## REQUIRED ACTION
Copy everything in the data below exactly except the pictures.

────

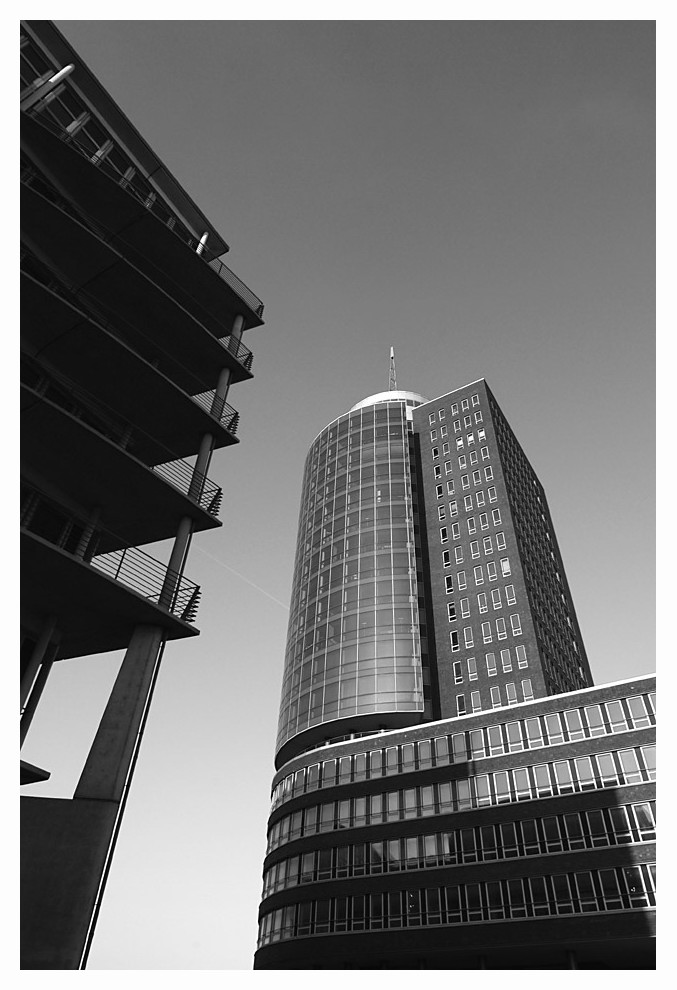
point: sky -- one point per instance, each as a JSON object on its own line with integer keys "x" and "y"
{"x": 478, "y": 195}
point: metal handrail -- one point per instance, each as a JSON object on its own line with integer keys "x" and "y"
{"x": 178, "y": 473}
{"x": 160, "y": 210}
{"x": 131, "y": 566}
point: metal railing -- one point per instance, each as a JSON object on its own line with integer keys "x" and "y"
{"x": 160, "y": 210}
{"x": 84, "y": 406}
{"x": 130, "y": 566}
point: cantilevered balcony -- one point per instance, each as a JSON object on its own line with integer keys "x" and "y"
{"x": 44, "y": 137}
{"x": 100, "y": 597}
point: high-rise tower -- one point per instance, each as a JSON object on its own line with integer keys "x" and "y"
{"x": 437, "y": 692}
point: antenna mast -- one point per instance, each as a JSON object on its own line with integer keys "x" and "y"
{"x": 392, "y": 381}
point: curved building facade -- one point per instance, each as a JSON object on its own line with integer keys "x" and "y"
{"x": 353, "y": 654}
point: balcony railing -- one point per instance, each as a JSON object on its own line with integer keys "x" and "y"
{"x": 131, "y": 566}
{"x": 160, "y": 210}
{"x": 86, "y": 407}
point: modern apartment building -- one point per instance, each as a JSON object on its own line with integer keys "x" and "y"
{"x": 432, "y": 634}
{"x": 131, "y": 338}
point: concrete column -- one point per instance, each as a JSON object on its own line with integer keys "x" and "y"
{"x": 37, "y": 656}
{"x": 110, "y": 757}
{"x": 176, "y": 561}
{"x": 36, "y": 693}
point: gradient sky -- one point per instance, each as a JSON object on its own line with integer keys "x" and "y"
{"x": 478, "y": 195}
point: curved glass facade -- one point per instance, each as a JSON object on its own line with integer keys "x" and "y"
{"x": 353, "y": 644}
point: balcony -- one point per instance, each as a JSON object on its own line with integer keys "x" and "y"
{"x": 149, "y": 200}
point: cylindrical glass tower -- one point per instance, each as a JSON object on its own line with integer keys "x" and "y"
{"x": 353, "y": 654}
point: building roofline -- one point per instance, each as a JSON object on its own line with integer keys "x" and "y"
{"x": 84, "y": 80}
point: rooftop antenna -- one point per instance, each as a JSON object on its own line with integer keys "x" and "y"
{"x": 392, "y": 381}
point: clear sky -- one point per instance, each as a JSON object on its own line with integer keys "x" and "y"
{"x": 477, "y": 194}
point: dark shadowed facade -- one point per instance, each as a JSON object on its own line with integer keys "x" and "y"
{"x": 437, "y": 692}
{"x": 131, "y": 337}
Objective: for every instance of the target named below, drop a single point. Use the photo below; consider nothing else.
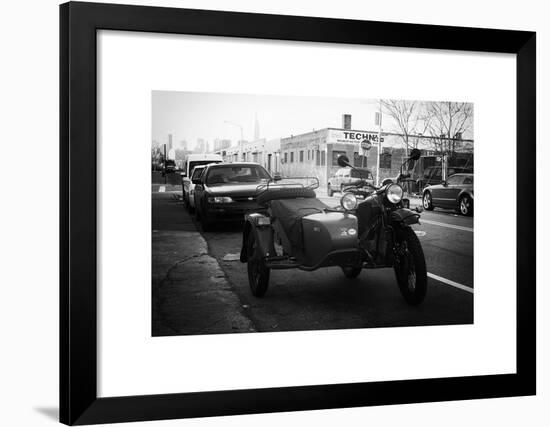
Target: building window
(335, 155)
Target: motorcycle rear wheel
(351, 272)
(258, 273)
(410, 269)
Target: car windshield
(197, 173)
(195, 163)
(361, 173)
(236, 174)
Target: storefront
(316, 153)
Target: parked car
(455, 193)
(226, 191)
(169, 166)
(189, 190)
(345, 177)
(192, 161)
(432, 175)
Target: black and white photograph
(295, 213)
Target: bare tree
(447, 122)
(408, 118)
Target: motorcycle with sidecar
(294, 229)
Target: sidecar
(294, 229)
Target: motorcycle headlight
(348, 201)
(220, 200)
(394, 193)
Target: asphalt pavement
(200, 286)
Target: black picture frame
(79, 23)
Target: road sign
(366, 144)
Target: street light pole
(164, 164)
(242, 137)
(379, 142)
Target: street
(201, 287)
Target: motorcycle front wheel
(258, 273)
(410, 269)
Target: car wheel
(258, 273)
(206, 224)
(351, 272)
(427, 201)
(197, 212)
(466, 206)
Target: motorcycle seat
(289, 213)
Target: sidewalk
(191, 294)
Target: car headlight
(348, 201)
(394, 193)
(219, 199)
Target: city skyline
(195, 116)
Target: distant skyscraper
(256, 128)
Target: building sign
(351, 136)
(366, 144)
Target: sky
(192, 115)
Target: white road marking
(442, 224)
(451, 283)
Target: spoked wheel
(351, 272)
(427, 201)
(466, 206)
(258, 273)
(410, 269)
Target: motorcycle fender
(405, 216)
(263, 234)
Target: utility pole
(242, 137)
(378, 121)
(164, 164)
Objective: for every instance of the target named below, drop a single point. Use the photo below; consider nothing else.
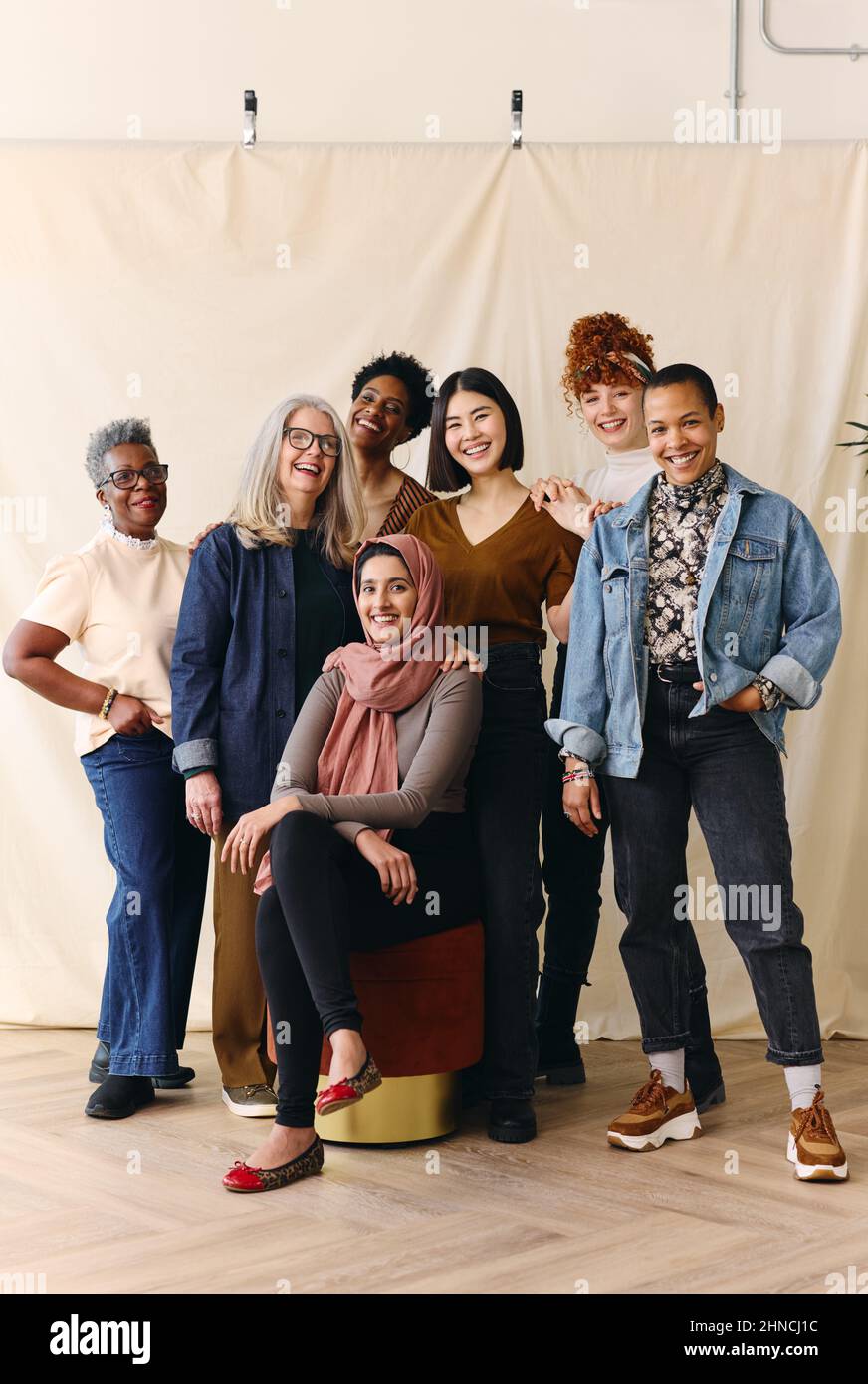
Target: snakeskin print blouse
(681, 521)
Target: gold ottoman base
(403, 1110)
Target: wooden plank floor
(547, 1217)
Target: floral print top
(681, 521)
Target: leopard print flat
(347, 1092)
(241, 1178)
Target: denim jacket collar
(637, 507)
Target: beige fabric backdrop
(197, 286)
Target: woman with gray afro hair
(117, 596)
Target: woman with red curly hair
(608, 361)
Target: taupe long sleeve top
(436, 738)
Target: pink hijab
(360, 752)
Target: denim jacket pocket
(615, 578)
(751, 571)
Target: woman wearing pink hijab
(365, 820)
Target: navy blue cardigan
(233, 694)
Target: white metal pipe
(853, 52)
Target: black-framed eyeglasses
(301, 439)
(126, 479)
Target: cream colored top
(120, 603)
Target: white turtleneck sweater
(619, 479)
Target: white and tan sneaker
(656, 1113)
(813, 1145)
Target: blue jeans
(154, 918)
(723, 767)
(504, 803)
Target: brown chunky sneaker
(656, 1113)
(813, 1145)
(256, 1102)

────

## EXERCISE RESULT
point: sky -- one point per instance, each as a JSON object on its own line with integer keys "x" and "y"
{"x": 478, "y": 195}
point: metal handrail -- one point per instance, each as a JSON object on its own line with integer keys "x" and "y"
{"x": 178, "y": 473}
{"x": 160, "y": 210}
{"x": 131, "y": 566}
point: metal railing -- one point per instance, each as a JSON object on its own line with integer keys "x" and "y"
{"x": 160, "y": 210}
{"x": 84, "y": 406}
{"x": 130, "y": 566}
point: cantilevered balcony -- one point per instance, each as a JSON object on its own line with integer keys "x" and "y"
{"x": 44, "y": 137}
{"x": 100, "y": 597}
point: high-rise tower -- one point per instance, each as a JSON object on its own line with integer keys "x" and "y"
{"x": 437, "y": 692}
point: antenna mast -- one point per instance, each as a JSON object on its own line with integer keys "x" and "y"
{"x": 392, "y": 381}
point: curved building facade -- one point per instance, each as a JSON object on its own line with integer keys "x" and "y"
{"x": 353, "y": 654}
point: balcony railing -- one point per instance, each as a JSON object on its own line with integer keys "x" and "y"
{"x": 131, "y": 566}
{"x": 160, "y": 210}
{"x": 86, "y": 407}
point: modern apartment building -- one point per instance, each as a JSON object on its own line with integer keys "x" and "y"
{"x": 432, "y": 634}
{"x": 131, "y": 338}
point: concrete column -- one point per instance, each as a JSON object on its own line with integer keys "x" and "y"
{"x": 37, "y": 656}
{"x": 110, "y": 757}
{"x": 176, "y": 561}
{"x": 36, "y": 693}
point: gradient sky -- one point per instance, each as a JSON object on its own line with integer keys "x" and "y"
{"x": 478, "y": 195}
point: curved glass facade -- one point per instance, each as a JSON object on its own line with integer keys "x" and "y"
{"x": 353, "y": 644}
point: balcony -- one point per instance, each as a JSON object on its own line with integer keys "x" and "y"
{"x": 149, "y": 200}
point: cylindrical glass tower -- one point per instance, each as a JSON object on its own line with integer keys "x" and "y"
{"x": 353, "y": 654}
point: building roofline -- one point per instance, each as a JSON object on its own line with integer keys "x" and "y"
{"x": 84, "y": 80}
point: rooftop antenna -- one point per instance, each as a JSON object on its own line with integer keys "x" and "y"
{"x": 392, "y": 381}
point: clear sky -- one point per instance, each as a JSON object on its own line with integer keys "x" and "y"
{"x": 477, "y": 194}
point: dark shadowed facade -- one point per instance, each as a JSON object on its own line with integer keys "x" and "y"
{"x": 437, "y": 692}
{"x": 131, "y": 337}
Objective: for every instance of the target named below, drop a single point. Use the photo below; consider nothing else.
Target: building window
(335, 155)
Target: motorcycle rear wheel
(351, 272)
(258, 273)
(410, 269)
Target: car windshield
(197, 173)
(195, 163)
(361, 173)
(236, 174)
Target: storefront
(316, 153)
Target: parked car
(455, 193)
(226, 191)
(169, 166)
(189, 190)
(345, 177)
(192, 161)
(432, 175)
Target: black and white photograph
(295, 213)
Target: bare tree
(447, 122)
(408, 118)
Target: motorcycle with sidecar
(294, 229)
Target: sidecar
(294, 229)
Target: motorcycle headlight
(348, 201)
(220, 200)
(394, 193)
Target: asphalt pavement
(200, 286)
Target: black picture frame
(79, 23)
Target: road sign
(366, 144)
Target: street light pole
(164, 164)
(242, 137)
(379, 142)
Target: street
(201, 287)
Target: motorcycle front wheel
(258, 273)
(410, 269)
Target: car wheel
(258, 273)
(206, 224)
(351, 272)
(427, 201)
(197, 212)
(466, 206)
Target: motorcycle seat
(289, 213)
Target: sidewalk
(191, 294)
Target: car headlight
(348, 201)
(394, 193)
(219, 199)
Target: city skyline
(195, 116)
Target: distant skyscraper
(256, 128)
Target: building sign
(351, 136)
(366, 144)
Target: sky
(192, 115)
Target: white road marking
(442, 224)
(451, 283)
Target: spoked wheel
(351, 272)
(427, 201)
(466, 206)
(258, 273)
(410, 269)
Target: motorcycle fender
(405, 216)
(263, 234)
Target: utility pole
(242, 137)
(378, 121)
(164, 164)
Objective: for every instance of the target named below, drop a single point. Use the photo below; consider nothing else.
Target: snakeskin print blouse
(681, 521)
Target: gold ottoman base
(403, 1110)
Target: wooden plank floor
(547, 1217)
Target: floral print top
(681, 521)
Target: leopard print flat
(347, 1092)
(241, 1178)
Target: denim jacket collar
(637, 507)
Target: beige fabric backdrop
(197, 286)
Target: woman with gray afro hair
(117, 596)
Target: woman with red curly hair
(608, 361)
Target: taupe long sleeve top
(436, 738)
Target: pink hijab
(360, 752)
Target: denim jacket pocket
(615, 578)
(751, 571)
Target: woman wearing pink hijab
(365, 820)
Target: navy blue cardigan
(233, 694)
Target: white metal pipe
(853, 52)
Target: black-framed eyeglasses
(301, 439)
(126, 479)
Target: cream colored top
(120, 603)
Target: white turtleneck sweater
(619, 479)
Target: white and tan sneaker
(656, 1113)
(813, 1145)
Target: blue jeans
(154, 918)
(723, 767)
(504, 803)
Target: brown chunky sneaker
(656, 1113)
(813, 1145)
(256, 1102)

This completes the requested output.